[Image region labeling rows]
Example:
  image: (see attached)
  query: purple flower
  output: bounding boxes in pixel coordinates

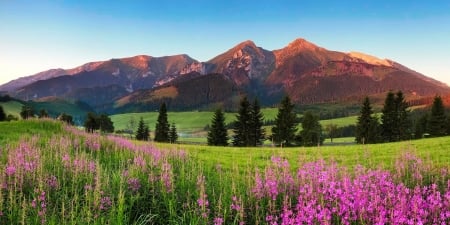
[128,178,141,192]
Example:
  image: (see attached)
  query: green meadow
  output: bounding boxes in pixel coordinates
[0,119,450,225]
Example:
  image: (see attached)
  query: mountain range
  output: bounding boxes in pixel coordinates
[0,39,450,113]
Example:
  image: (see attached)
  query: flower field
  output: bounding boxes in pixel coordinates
[0,121,450,224]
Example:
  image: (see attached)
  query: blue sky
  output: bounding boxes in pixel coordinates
[0,0,450,84]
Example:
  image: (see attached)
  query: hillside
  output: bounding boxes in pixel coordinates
[0,38,450,113]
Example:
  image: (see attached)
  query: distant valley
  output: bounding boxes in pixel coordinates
[0,39,450,114]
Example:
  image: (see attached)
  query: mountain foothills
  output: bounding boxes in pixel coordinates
[0,39,450,113]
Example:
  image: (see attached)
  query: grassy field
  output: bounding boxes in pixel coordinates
[111,108,357,143]
[0,120,450,225]
[0,101,22,118]
[111,108,278,132]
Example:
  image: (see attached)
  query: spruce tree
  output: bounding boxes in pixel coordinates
[272,96,298,146]
[169,123,178,143]
[428,96,447,137]
[414,114,428,139]
[58,113,74,125]
[395,91,412,141]
[250,98,265,146]
[0,105,6,121]
[356,97,380,144]
[208,109,228,146]
[20,105,34,120]
[97,114,114,133]
[300,112,323,146]
[381,91,398,142]
[233,97,252,146]
[155,103,170,142]
[85,112,100,133]
[136,117,148,141]
[38,109,48,119]
[142,125,150,141]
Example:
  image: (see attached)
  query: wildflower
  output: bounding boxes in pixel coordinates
[5,165,16,176]
[214,217,223,225]
[128,178,141,192]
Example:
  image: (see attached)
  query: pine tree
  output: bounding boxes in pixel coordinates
[84,112,99,133]
[381,91,398,142]
[395,91,412,141]
[97,114,114,133]
[325,123,339,143]
[142,125,150,141]
[169,123,178,143]
[136,117,148,141]
[58,113,74,125]
[155,103,170,142]
[250,98,265,146]
[233,97,252,146]
[0,105,6,121]
[428,96,447,137]
[356,97,380,144]
[272,96,298,146]
[38,109,48,119]
[300,112,323,146]
[208,109,228,146]
[20,105,34,120]
[414,114,428,139]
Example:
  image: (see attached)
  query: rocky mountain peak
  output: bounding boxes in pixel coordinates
[287,38,323,50]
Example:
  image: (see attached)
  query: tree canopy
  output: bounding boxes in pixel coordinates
[356,97,380,144]
[207,108,228,146]
[155,103,170,142]
[272,96,298,146]
[427,96,447,137]
[300,112,323,146]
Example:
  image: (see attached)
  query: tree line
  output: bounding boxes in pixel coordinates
[356,91,450,144]
[207,96,324,147]
[130,102,178,143]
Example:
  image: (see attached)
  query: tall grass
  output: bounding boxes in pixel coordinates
[0,121,450,224]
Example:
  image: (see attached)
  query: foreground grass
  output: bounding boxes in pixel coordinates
[0,120,450,225]
[158,137,450,170]
[0,101,22,118]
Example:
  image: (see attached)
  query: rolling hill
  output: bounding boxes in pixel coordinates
[0,39,450,113]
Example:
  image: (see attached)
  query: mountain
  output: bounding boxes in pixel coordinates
[0,38,450,113]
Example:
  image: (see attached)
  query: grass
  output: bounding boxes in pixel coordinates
[160,137,450,170]
[111,108,278,134]
[0,101,22,118]
[0,120,450,225]
[111,108,357,143]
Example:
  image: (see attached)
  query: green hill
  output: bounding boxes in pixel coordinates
[0,101,23,118]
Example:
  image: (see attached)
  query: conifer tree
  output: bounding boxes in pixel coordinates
[0,105,6,121]
[38,109,48,119]
[169,123,178,143]
[272,96,298,146]
[428,96,447,137]
[20,105,34,120]
[356,97,380,144]
[300,112,323,146]
[414,114,428,139]
[250,98,265,146]
[208,109,228,146]
[136,117,149,141]
[84,112,100,133]
[155,103,170,142]
[233,97,253,146]
[381,91,398,142]
[395,91,412,141]
[97,114,114,133]
[143,125,150,141]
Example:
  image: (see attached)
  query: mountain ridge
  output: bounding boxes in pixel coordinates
[0,38,450,111]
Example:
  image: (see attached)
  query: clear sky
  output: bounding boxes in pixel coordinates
[0,0,450,84]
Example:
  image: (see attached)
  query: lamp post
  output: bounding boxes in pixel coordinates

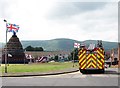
[4,19,7,73]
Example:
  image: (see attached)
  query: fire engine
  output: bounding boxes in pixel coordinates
[78,40,105,73]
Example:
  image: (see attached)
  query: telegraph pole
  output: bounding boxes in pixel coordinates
[4,19,7,73]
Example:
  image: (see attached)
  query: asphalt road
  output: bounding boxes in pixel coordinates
[2,68,119,86]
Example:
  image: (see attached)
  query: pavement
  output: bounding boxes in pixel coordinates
[0,68,79,77]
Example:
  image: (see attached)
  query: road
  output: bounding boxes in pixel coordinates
[2,68,118,86]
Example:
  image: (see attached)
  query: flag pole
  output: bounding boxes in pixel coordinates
[73,51,75,67]
[4,20,7,73]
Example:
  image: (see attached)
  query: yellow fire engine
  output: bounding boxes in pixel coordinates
[78,40,104,73]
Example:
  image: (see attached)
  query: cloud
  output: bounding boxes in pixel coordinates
[48,2,106,19]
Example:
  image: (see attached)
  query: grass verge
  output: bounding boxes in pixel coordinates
[2,62,78,74]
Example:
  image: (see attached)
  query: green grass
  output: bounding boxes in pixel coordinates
[2,62,78,73]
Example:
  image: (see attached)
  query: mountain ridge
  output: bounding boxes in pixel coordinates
[0,38,117,51]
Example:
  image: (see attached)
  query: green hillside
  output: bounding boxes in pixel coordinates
[0,38,117,51]
[22,38,117,51]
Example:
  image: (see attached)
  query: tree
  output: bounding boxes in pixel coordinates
[71,48,78,60]
[25,46,44,51]
[25,46,34,51]
[54,55,58,61]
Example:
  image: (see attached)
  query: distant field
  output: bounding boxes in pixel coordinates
[1,62,78,74]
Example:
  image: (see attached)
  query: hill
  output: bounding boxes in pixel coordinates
[21,38,117,51]
[0,38,117,51]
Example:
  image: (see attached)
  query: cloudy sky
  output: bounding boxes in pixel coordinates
[0,0,118,42]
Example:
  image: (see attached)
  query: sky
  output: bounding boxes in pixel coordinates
[0,0,118,42]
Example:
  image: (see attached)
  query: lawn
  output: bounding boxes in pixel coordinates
[2,62,78,73]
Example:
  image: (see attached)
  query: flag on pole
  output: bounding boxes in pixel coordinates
[6,23,19,33]
[74,43,80,48]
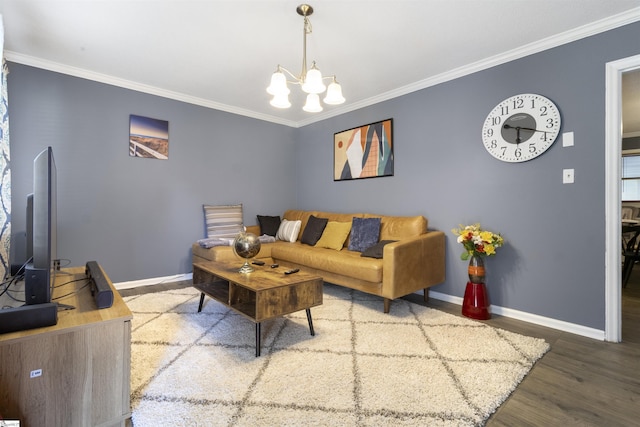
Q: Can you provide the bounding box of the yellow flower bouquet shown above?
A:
[451,223,504,260]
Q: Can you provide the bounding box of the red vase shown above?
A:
[462,282,491,320]
[462,255,491,320]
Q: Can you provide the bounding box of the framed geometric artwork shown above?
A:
[129,114,169,160]
[333,119,393,181]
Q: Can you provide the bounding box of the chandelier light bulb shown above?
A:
[323,77,345,105]
[267,67,291,95]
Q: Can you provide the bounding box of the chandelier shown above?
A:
[267,4,344,113]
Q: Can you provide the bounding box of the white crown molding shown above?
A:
[4,50,296,127]
[5,7,640,128]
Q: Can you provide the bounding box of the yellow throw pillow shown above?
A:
[314,221,351,251]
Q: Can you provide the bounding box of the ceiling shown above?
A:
[0,0,640,133]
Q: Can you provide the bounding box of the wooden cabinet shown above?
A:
[0,268,132,427]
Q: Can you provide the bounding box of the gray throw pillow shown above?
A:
[300,215,329,246]
[258,215,280,237]
[349,217,381,252]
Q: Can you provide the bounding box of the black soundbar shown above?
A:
[85,261,113,308]
[0,302,58,334]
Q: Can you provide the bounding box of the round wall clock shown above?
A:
[482,93,561,163]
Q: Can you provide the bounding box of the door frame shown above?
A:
[604,55,640,342]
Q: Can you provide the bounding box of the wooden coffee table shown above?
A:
[193,261,323,357]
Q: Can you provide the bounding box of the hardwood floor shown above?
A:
[120,265,640,427]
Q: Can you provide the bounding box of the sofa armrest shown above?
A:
[382,231,445,299]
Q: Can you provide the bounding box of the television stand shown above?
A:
[0,266,132,426]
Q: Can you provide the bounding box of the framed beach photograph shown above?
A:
[129,114,169,160]
[333,119,393,181]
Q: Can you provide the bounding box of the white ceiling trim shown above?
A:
[4,7,640,128]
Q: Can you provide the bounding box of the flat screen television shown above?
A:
[24,147,57,305]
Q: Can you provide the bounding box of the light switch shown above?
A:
[562,169,574,184]
[562,132,573,147]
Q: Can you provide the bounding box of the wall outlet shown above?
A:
[562,169,574,184]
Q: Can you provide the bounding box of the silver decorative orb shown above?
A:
[233,231,261,273]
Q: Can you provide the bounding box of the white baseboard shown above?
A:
[429,291,605,341]
[113,273,193,289]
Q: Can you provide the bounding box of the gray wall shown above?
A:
[8,63,296,282]
[296,23,640,329]
[9,23,640,329]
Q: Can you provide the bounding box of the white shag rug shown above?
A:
[125,284,549,427]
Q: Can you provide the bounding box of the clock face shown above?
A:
[482,93,561,163]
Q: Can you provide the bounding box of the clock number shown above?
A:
[513,98,524,110]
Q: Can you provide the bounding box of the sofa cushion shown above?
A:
[349,217,380,252]
[360,240,396,259]
[315,221,351,251]
[276,219,301,242]
[258,215,281,237]
[300,215,329,246]
[271,242,384,283]
[202,204,244,238]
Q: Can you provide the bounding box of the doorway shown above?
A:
[605,55,640,342]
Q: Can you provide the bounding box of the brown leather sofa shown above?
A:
[192,210,445,313]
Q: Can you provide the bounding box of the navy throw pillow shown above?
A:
[349,217,381,252]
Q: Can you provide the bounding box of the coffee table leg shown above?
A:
[306,308,316,336]
[198,292,204,313]
[256,322,260,357]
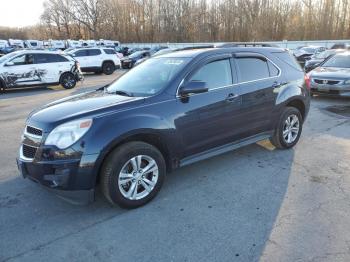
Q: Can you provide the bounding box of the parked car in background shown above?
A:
[304,49,346,73]
[17,47,310,208]
[66,39,82,48]
[9,39,24,48]
[306,52,350,96]
[24,40,44,49]
[0,50,82,90]
[331,43,350,49]
[294,46,326,64]
[68,47,121,75]
[121,50,151,69]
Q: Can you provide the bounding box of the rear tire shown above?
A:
[100,142,166,209]
[60,72,77,89]
[270,107,303,149]
[102,62,115,75]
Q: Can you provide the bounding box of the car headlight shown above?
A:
[45,119,92,149]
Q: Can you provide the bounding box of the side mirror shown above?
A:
[179,81,208,96]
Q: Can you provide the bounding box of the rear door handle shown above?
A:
[226,93,239,102]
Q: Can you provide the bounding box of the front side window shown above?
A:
[236,57,270,82]
[189,59,232,90]
[107,57,190,96]
[103,49,116,55]
[11,54,34,65]
[89,49,101,56]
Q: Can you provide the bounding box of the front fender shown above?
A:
[83,114,180,181]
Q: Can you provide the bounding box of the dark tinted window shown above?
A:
[35,54,68,64]
[89,49,101,56]
[236,57,270,82]
[267,61,280,76]
[74,50,88,57]
[103,49,116,55]
[11,54,34,65]
[273,51,303,71]
[189,59,232,89]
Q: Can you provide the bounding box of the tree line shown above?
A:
[0,0,350,42]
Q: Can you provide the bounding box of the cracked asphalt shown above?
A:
[0,72,350,262]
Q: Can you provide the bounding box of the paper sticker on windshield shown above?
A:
[164,59,184,65]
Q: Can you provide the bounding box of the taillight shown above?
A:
[304,74,311,89]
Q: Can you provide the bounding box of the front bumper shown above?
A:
[16,150,97,205]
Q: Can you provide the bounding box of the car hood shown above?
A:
[27,90,145,130]
[312,67,350,79]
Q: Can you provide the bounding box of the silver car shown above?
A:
[308,52,350,96]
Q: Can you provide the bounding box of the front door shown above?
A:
[175,55,240,157]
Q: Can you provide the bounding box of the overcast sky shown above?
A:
[0,0,44,27]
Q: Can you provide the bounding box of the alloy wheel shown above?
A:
[283,114,300,144]
[118,155,159,200]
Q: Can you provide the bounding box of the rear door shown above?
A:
[34,53,69,83]
[88,49,103,67]
[234,52,284,138]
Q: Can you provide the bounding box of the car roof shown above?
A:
[157,47,286,58]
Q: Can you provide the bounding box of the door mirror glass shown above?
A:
[179,81,208,96]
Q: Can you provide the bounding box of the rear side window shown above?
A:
[236,57,270,82]
[267,61,280,76]
[189,59,232,89]
[103,49,116,55]
[34,54,68,64]
[272,51,303,71]
[74,50,88,57]
[89,49,101,56]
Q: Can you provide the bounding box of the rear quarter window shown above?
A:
[272,51,303,72]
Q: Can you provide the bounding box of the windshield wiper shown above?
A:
[115,90,134,97]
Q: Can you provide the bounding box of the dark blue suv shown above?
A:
[17,47,310,208]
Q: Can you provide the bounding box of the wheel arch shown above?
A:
[95,132,173,186]
[286,98,306,121]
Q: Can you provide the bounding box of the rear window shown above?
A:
[103,49,116,55]
[236,57,270,82]
[272,51,303,72]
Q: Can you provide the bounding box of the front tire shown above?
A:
[270,107,303,149]
[60,73,77,89]
[100,142,166,209]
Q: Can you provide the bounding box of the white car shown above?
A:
[0,50,82,90]
[68,47,120,75]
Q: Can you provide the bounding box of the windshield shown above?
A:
[0,52,18,63]
[301,47,316,53]
[107,57,190,96]
[314,50,335,59]
[322,55,350,68]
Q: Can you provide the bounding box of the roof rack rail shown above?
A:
[215,42,279,48]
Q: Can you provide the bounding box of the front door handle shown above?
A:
[226,93,239,102]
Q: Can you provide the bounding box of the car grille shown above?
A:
[22,144,38,159]
[26,126,43,136]
[314,79,340,85]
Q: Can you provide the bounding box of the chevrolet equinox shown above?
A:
[17,47,310,208]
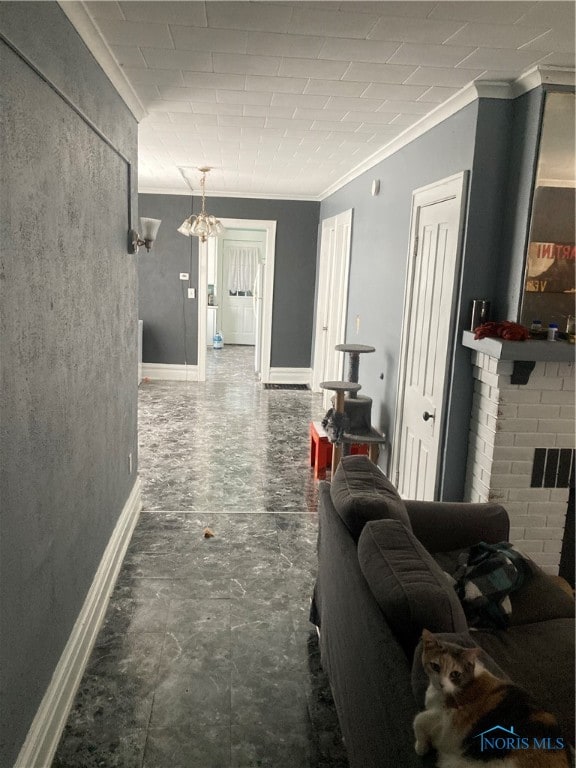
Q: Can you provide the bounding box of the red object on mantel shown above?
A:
[474,320,530,341]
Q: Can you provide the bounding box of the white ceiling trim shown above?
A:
[58,0,148,122]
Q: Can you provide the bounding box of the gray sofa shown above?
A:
[310,456,574,768]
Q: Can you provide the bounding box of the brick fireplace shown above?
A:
[463,332,575,574]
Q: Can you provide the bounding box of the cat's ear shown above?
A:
[422,629,440,651]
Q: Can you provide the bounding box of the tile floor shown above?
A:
[52,346,347,768]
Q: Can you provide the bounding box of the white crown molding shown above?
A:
[58,0,148,122]
[14,478,142,768]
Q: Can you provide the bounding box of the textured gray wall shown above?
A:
[0,3,137,766]
[139,195,320,368]
[320,100,528,500]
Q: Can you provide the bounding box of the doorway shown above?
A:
[198,219,276,383]
[392,173,467,501]
[312,204,352,408]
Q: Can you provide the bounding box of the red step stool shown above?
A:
[310,421,368,480]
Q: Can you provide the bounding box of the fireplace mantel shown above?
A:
[462,331,575,363]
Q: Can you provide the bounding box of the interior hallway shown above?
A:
[53,346,347,768]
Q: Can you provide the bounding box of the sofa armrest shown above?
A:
[404,500,510,552]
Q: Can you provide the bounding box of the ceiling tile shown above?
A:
[120,0,206,27]
[368,16,463,44]
[287,3,378,39]
[429,0,532,24]
[326,96,383,112]
[343,61,414,83]
[318,37,398,62]
[446,24,547,48]
[390,43,474,67]
[405,67,486,88]
[246,75,308,93]
[212,53,281,75]
[183,72,246,91]
[304,80,368,96]
[278,58,350,80]
[93,19,174,48]
[272,93,328,109]
[205,2,292,32]
[246,32,324,59]
[85,0,125,19]
[142,48,212,72]
[364,83,427,101]
[418,85,460,104]
[458,48,542,70]
[170,26,248,53]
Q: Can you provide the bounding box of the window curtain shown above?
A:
[226,245,260,293]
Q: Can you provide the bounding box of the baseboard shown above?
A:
[142,363,198,381]
[14,479,142,768]
[264,368,312,385]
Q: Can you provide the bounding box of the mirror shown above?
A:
[520,92,576,331]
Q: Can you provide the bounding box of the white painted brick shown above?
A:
[544,541,562,555]
[515,539,544,554]
[556,434,576,448]
[509,488,550,502]
[550,488,568,504]
[518,403,560,419]
[514,432,556,448]
[526,528,564,541]
[542,390,574,405]
[498,387,540,405]
[510,461,532,478]
[536,419,574,435]
[493,445,534,462]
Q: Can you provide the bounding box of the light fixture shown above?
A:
[178,168,224,243]
[128,216,162,253]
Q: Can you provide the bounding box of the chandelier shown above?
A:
[178,168,224,243]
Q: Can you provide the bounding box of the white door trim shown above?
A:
[391,171,468,498]
[311,208,352,396]
[198,218,276,384]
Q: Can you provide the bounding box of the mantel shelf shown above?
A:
[462,331,575,363]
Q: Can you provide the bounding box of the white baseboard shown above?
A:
[142,363,198,381]
[14,478,142,768]
[264,368,312,385]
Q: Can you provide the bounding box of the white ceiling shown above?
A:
[83,0,575,199]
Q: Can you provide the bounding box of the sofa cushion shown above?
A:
[330,455,411,541]
[433,549,574,626]
[358,520,468,656]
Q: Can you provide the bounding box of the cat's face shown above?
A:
[422,630,478,696]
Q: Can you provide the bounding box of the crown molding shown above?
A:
[138,184,323,200]
[58,0,148,122]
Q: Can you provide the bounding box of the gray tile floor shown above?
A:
[53,346,347,768]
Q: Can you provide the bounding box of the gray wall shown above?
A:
[0,3,137,766]
[320,100,524,500]
[139,195,320,368]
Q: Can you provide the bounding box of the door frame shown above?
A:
[311,208,352,397]
[197,218,276,384]
[391,171,469,497]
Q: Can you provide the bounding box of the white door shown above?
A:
[312,210,352,408]
[393,174,466,500]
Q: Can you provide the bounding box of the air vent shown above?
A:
[530,448,574,488]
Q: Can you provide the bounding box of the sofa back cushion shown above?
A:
[358,520,468,655]
[330,455,411,541]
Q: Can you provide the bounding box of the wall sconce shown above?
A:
[128,216,162,253]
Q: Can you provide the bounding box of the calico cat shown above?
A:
[414,629,570,768]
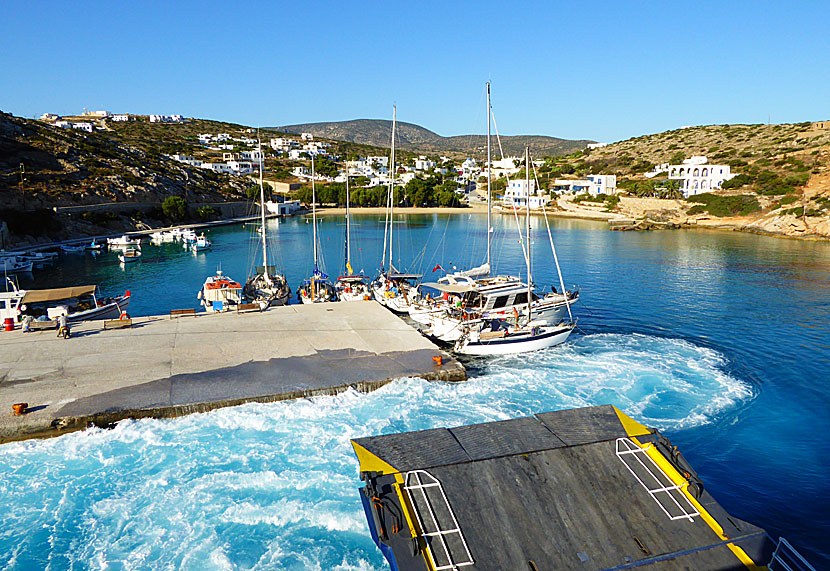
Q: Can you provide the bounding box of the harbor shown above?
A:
[0,301,466,442]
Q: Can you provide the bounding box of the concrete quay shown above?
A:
[0,301,466,442]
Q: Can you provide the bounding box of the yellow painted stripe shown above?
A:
[613,407,651,437]
[631,437,766,571]
[352,440,400,475]
[351,440,442,571]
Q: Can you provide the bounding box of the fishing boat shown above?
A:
[371,106,421,313]
[107,234,141,248]
[61,245,86,254]
[196,270,242,313]
[0,279,130,323]
[297,155,337,303]
[242,140,291,306]
[334,168,371,301]
[16,252,58,267]
[118,248,141,264]
[455,147,576,356]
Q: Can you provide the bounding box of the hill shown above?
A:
[542,123,830,238]
[0,112,260,246]
[273,119,592,158]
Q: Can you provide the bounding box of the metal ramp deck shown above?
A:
[353,406,796,571]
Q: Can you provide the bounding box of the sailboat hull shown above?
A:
[455,325,574,356]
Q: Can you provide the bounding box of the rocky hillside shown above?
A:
[0,113,262,243]
[275,119,591,157]
[544,123,830,238]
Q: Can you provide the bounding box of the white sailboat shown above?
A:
[196,270,242,313]
[334,172,371,301]
[242,140,291,305]
[410,81,579,343]
[372,106,421,313]
[455,147,576,355]
[297,154,337,303]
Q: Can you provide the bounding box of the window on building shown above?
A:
[493,295,510,309]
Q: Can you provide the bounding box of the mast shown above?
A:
[487,81,492,269]
[311,154,317,272]
[525,147,533,323]
[388,105,397,272]
[346,168,352,274]
[257,133,271,283]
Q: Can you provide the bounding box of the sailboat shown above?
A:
[455,147,576,355]
[242,139,291,306]
[372,106,421,313]
[334,171,370,301]
[297,154,337,303]
[420,81,579,343]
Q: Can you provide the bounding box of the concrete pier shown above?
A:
[0,301,466,442]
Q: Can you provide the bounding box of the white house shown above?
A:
[271,137,299,151]
[553,174,617,196]
[150,115,184,123]
[225,161,254,174]
[501,179,550,208]
[200,163,233,174]
[415,156,435,171]
[265,200,302,216]
[490,157,523,177]
[667,156,738,197]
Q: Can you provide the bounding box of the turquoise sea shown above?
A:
[0,214,830,570]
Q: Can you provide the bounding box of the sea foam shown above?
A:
[0,334,753,571]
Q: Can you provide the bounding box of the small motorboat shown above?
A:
[118,250,141,264]
[61,246,86,254]
[0,256,34,274]
[191,234,210,252]
[107,234,141,248]
[196,270,242,313]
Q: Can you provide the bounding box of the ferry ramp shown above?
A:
[353,405,775,571]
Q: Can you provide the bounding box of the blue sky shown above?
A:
[0,0,830,141]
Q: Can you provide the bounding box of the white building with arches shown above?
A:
[666,157,737,197]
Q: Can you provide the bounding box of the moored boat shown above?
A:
[242,141,291,307]
[197,270,242,312]
[297,155,337,303]
[118,249,141,264]
[0,280,131,323]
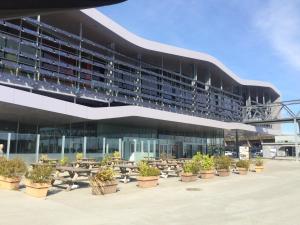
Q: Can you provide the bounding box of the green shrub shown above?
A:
[113,151,121,158]
[25,165,53,184]
[255,157,264,166]
[214,156,231,170]
[59,156,70,166]
[40,154,48,162]
[201,155,215,170]
[183,160,199,174]
[0,157,7,176]
[0,158,27,178]
[91,168,115,183]
[75,152,83,161]
[139,162,160,177]
[159,152,174,160]
[193,152,203,163]
[236,160,250,169]
[100,155,112,166]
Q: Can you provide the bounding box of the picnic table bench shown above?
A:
[71,161,99,169]
[149,163,182,178]
[118,165,139,184]
[51,166,91,191]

■ Prompt
Reproduce every line of the rows above, from the line containing "Q: Can you provide the bounding box of the white painted" to the line containing "[83,0,575,199]", with both of those lines included.

■ Reply to the exercise
Q: Can you provide the bounding box of the white painted brick shown above?
A:
[544,541,562,555]
[515,539,544,554]
[556,434,576,448]
[509,488,550,502]
[550,488,568,504]
[518,403,560,419]
[514,432,556,448]
[526,528,564,541]
[542,390,574,405]
[498,387,540,405]
[510,461,532,478]
[536,419,574,435]
[493,445,534,462]
Q: Can you provide the bounding box of the light fixture shown above?
A:
[178,168,224,243]
[128,216,162,253]
Q: Can you provide the bounding box of the chandelier shown above?
A:
[178,168,224,243]
Q: Can you provide the bounding box of the white door trim shown above?
A:
[391,171,468,498]
[311,208,352,396]
[198,218,276,384]
Q: Can you provide the bounding box of the mantel shelf shown above?
A:
[462,331,575,363]
Q: Can you provide the bounding box of the white baseboard shown above?
A:
[142,363,198,381]
[14,478,142,768]
[264,368,312,385]
Q: Can you provide the bounding box of the white ceiling shown above?
A:
[83,0,575,199]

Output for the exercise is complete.